Provided records:
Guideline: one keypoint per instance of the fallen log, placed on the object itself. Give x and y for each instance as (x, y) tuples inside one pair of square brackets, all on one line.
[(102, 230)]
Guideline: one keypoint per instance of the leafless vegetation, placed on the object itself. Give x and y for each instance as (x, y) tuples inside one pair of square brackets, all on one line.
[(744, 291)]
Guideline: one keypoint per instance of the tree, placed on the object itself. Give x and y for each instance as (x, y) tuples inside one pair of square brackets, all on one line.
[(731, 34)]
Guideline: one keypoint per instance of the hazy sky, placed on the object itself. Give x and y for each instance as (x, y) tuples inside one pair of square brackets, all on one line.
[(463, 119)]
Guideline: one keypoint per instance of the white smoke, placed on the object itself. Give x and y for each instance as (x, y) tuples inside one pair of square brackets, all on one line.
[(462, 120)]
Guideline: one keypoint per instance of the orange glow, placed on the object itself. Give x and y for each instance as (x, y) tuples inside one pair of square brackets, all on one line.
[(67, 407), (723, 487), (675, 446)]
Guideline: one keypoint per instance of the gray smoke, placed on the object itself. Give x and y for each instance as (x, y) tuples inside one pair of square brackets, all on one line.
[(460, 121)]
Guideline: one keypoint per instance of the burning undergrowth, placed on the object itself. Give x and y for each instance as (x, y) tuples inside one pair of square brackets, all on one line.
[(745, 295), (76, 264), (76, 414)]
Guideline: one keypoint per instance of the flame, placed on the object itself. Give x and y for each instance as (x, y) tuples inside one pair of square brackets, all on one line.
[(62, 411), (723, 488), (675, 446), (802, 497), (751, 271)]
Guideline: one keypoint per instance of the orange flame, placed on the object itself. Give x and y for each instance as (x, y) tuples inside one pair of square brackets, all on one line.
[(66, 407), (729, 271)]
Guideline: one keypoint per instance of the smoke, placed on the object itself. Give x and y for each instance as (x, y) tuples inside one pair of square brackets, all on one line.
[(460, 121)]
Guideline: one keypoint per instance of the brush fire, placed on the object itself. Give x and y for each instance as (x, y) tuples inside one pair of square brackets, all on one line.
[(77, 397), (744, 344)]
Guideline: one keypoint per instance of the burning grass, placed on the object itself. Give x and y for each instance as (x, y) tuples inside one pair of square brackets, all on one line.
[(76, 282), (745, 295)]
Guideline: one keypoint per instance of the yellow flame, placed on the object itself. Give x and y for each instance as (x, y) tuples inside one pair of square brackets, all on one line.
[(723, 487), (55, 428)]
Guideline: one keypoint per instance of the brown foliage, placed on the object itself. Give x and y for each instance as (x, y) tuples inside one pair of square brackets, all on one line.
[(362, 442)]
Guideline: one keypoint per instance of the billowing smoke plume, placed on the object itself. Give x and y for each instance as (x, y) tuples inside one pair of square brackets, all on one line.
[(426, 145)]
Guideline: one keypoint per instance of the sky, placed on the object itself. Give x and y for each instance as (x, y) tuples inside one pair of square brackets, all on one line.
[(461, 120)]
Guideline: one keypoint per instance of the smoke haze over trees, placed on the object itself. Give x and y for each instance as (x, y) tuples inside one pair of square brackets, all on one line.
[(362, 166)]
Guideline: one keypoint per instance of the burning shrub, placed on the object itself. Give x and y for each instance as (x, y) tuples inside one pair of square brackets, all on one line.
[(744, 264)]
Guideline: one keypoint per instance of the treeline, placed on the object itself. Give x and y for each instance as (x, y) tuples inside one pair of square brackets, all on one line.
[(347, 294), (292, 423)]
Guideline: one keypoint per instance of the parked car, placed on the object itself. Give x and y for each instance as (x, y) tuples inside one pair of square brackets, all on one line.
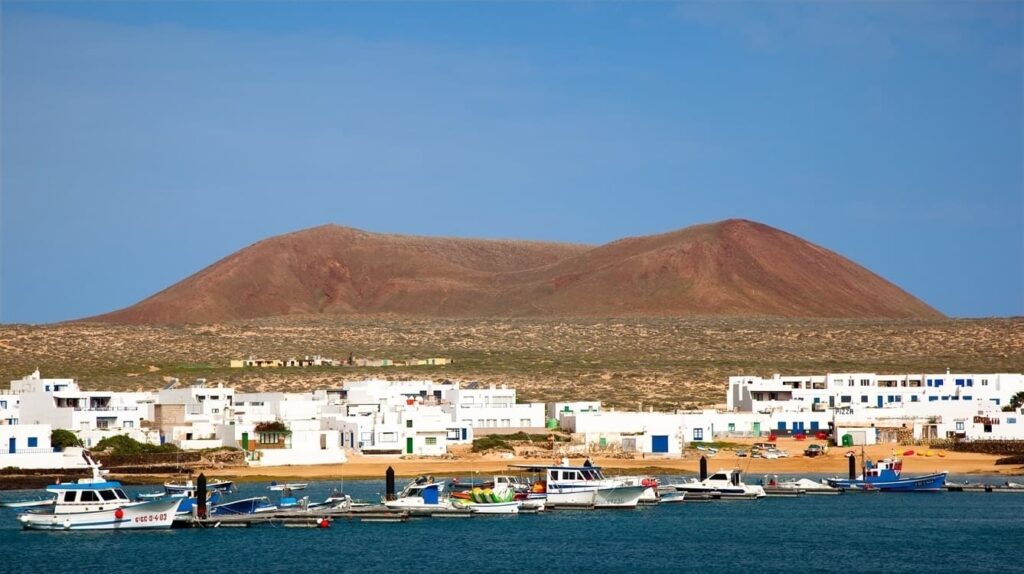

Problem to work on: Where pictures appear in the records, leave them out; output everything else exactly.

Response area:
Guideline: one keypoint per instance of the fallen log, placed on the object itself. Give x and y for each instance as (x, y) tuples inside one pair of square brackets, all on one line.
[(102, 230)]
Guideline: one keypoint per instance of the leafless vegetation, placed on the object itself. Give x and y for each instance as (x, y) tuples inside one pair of square brackets, all on one line.
[(744, 291)]
Guideline: one keypoint per instance of the tree, placed on the object itself. Give x and y for each instance as (x, y) tuples inside one pair of square brackets, all on one line.
[(731, 34)]
Guideline: one keypoint per instance of the hazy sky, placed on the object itself. Give x and y for each instance as (x, y) tuples inside one pair of square brackets, all on one line.
[(463, 119)]
Guideline: one keypoint per instance of the white smoke, placed on the object itself. Give x and y for each instance as (x, y) tuples inside one pair of square brackets, all on one line.
[(462, 120)]
Guideline: one keypoint per instance of the orange glow, placed on the object itself. Give x and y for each instance as (x, y) tuples inside one pair of square brackets, all on one line.
[(67, 407), (723, 487), (675, 446)]
Guideline: one keypoint per instance of the gray smoke, placed on the object itself. Give x and y for each instance as (x, y) tuples inside one pair of square brackets, all on one line.
[(460, 121)]
Guideline: one keypoint per instance of the burning undergrowth, placed on the object itself. Give x and y for each instance as (x, y) tuples inside one pair of square brackets, all on one line.
[(745, 295), (76, 264), (76, 414)]
Guideline: one keypoint per instance of the flame, placed on the object itself. Give x and y for each instance as (x, y) tuples inside one pair of square brackets, all on one line.
[(62, 411), (723, 488), (675, 446), (802, 497), (751, 271)]
Guideline: one keypoint per instance of the orange flame, placed on the object itself. Give x and y for each instance as (x, y) tuples inside one pair of square brackets, all on one line.
[(66, 407), (729, 271)]
Guideline: one keypoint per instance of the smoke, placed on the object itself. Give x and y for each instance as (x, y) tuples inside one pair of square brackets, all on one line.
[(460, 121)]
Guideline: one keypoint per instance of the brush fire, placed on the object itself. Give x and y for each instance as (x, y) tuples inside one pair of square brackets, all on one line.
[(77, 397), (744, 344)]
Guideline: one keypoint per instance of the burning grass, placed on the object itself. Give x and y for each instance as (x, y) tuples inside one pair of square brackets, all on one line.
[(76, 282), (745, 295)]
Guideline: one keypoint per instance of the yellow flame, placed on the object itself. Give x and y for each instance as (x, y) tuples inside one pair of square brackets, all on one line.
[(723, 487), (55, 428)]
Guideline: one keypoint per instance of the brown foliage, placed on the object itself. Give x and y for each instance as (x, y) tuples inside one pair of square brackets, all on one line.
[(362, 442)]
Guideline: one keypoint per instance of the billowing smoke plume, placed on the object itself. Give x and y for each instance as (x, y) tuples inside one pair of square brackets, all on one line.
[(426, 145)]
Guideline: one keypoint per instance of the sky, placed on the object itself. Give x and y for each instance as (x, y) tuples inside one pair of square brackets, all on one line.
[(461, 120)]
Guideline: one keypoint per instance of the smoke haze over trees, placed on the object itself. Give x and y for each instance as (x, y) tuples inside one pair of square brackets, all on one line.
[(362, 166)]
Guideline: one keypoint per instance of the burning shrub, placed on the object itself. Give x and y for each instance as (x, y) tuples inside one pair of square brackets, all on one line.
[(744, 264)]
Guideline: one keypoint per instance of the treeline, placed on the object itself. Give x and y for each instance as (x, y) tuples inside one pair of square brackets, all on one line.
[(347, 294), (292, 423)]
Guideline: one keypoint per instance of the parked car, placed on the object itself. Give x and y for each instance as (x, y) tuples inside one pair of square brackets, all on one line.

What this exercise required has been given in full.